Opdrachten
**1.** Neem het tekstfragment over vanaf de woorden "Ja! Ook een" tot en met "history is geschreven." en wijzig daarbij "reisverslagen" in "reisberichten".
**2.** Hoeveel reisverslagen moeten volgens het tekstfragment worden samengevat om de history te schrijven?

Tekstfragment

____

Intussen heb ik me op internet in de aardappelen verdiept. In loofdoding en loofklappen! Mocht je ook belangstelling hebben:
Dus jullie zijn weer thuis? Jammer voor ons. Wanneer gaan jullie weer op pad?
Ja! Ook een beetje jammer voor ons… Wist ik het maar, wanneer we weer gaan. We kijken wel naar mogelijkheden in elk geval.🤔
Zo, drie reisverslagen samen vatten en je history is geschreven.
Toch merkte ik ook iets van.
We zijn het even zat.
Ik zou zeggen, wel thuis en rust eens lekker uit.
Cees.

____

Een gegevensblok:
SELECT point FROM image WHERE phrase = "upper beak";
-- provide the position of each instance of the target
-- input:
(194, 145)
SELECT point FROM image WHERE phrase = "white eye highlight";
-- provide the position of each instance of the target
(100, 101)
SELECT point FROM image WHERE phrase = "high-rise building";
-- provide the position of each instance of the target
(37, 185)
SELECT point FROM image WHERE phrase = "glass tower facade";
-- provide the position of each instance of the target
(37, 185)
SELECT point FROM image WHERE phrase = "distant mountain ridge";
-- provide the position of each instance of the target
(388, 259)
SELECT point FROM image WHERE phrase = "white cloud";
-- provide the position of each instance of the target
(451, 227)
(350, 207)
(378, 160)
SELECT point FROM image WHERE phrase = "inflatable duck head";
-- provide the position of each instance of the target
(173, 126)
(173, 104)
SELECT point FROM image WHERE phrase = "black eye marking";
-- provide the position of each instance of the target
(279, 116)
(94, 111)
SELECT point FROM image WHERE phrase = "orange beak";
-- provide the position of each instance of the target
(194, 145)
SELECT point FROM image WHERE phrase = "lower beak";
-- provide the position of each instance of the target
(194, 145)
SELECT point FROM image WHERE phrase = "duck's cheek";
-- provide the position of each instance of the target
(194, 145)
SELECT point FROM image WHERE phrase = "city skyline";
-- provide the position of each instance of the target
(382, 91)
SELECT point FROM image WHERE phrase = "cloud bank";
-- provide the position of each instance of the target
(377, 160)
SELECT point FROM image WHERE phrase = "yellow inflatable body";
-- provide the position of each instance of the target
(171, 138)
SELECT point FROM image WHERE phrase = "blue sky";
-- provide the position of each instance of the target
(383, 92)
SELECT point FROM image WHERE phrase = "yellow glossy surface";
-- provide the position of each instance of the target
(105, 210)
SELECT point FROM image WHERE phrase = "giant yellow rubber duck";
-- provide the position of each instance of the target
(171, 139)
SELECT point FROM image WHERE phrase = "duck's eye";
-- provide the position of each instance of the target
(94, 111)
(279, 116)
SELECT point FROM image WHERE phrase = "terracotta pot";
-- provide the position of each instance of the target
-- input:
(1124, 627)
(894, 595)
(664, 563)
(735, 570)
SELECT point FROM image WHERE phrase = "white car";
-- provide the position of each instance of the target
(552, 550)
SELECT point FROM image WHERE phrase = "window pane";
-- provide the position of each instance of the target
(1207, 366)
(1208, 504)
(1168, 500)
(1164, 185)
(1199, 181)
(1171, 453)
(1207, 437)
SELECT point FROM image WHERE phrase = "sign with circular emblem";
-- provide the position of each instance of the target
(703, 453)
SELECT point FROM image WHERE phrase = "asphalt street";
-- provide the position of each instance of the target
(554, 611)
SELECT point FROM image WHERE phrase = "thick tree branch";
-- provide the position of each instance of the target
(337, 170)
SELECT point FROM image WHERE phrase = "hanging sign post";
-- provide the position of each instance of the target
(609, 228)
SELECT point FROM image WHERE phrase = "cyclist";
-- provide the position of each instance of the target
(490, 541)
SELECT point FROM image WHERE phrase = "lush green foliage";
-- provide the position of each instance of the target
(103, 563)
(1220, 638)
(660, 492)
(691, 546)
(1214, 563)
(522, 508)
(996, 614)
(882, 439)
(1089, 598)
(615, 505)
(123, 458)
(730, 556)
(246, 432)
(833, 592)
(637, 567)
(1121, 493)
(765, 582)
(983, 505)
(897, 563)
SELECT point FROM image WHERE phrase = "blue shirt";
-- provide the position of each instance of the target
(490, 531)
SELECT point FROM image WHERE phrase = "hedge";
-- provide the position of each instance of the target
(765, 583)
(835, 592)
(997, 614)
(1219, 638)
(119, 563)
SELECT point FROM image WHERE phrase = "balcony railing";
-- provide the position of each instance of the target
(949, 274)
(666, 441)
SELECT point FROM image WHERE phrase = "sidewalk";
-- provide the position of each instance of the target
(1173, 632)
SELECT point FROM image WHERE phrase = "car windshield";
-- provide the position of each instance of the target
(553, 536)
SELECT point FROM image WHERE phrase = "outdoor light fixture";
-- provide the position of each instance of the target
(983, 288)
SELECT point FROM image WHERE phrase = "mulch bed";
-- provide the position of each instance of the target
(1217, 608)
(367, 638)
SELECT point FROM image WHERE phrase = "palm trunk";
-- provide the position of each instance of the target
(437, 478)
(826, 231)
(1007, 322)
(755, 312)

____

De oplossingen
**1.**
Ja! Ook een beetje jammer voor ons… Wist ik het maar, wanneer we weer gaan. We kijken wel naar mogelijkheden in elk geval.🤔
Zo, drie reisberichten samen vatten en je history is geschreven.

**2.** Drie reisverslagen.